[THE DATA Boundary: Start]

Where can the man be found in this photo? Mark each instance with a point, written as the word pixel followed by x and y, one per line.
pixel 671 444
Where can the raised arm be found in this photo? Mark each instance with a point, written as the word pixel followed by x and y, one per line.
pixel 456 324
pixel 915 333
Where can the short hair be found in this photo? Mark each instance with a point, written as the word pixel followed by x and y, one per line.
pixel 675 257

[THE DATA Boundary: End]

Each record must appear again, word for word.

Where can the man be found in this photo? Mark each instance with a point, written as the word pixel followed by x and y, one per line.
pixel 671 444
Where can the raised arm be found in this photo? Mark each instance with a point, written as the word pixel followed by x and y, one per line.
pixel 456 324
pixel 915 333
Where can the short hair be found in this photo? Mark each instance with a point, written as the word pixel followed by x and y, one per line.
pixel 675 257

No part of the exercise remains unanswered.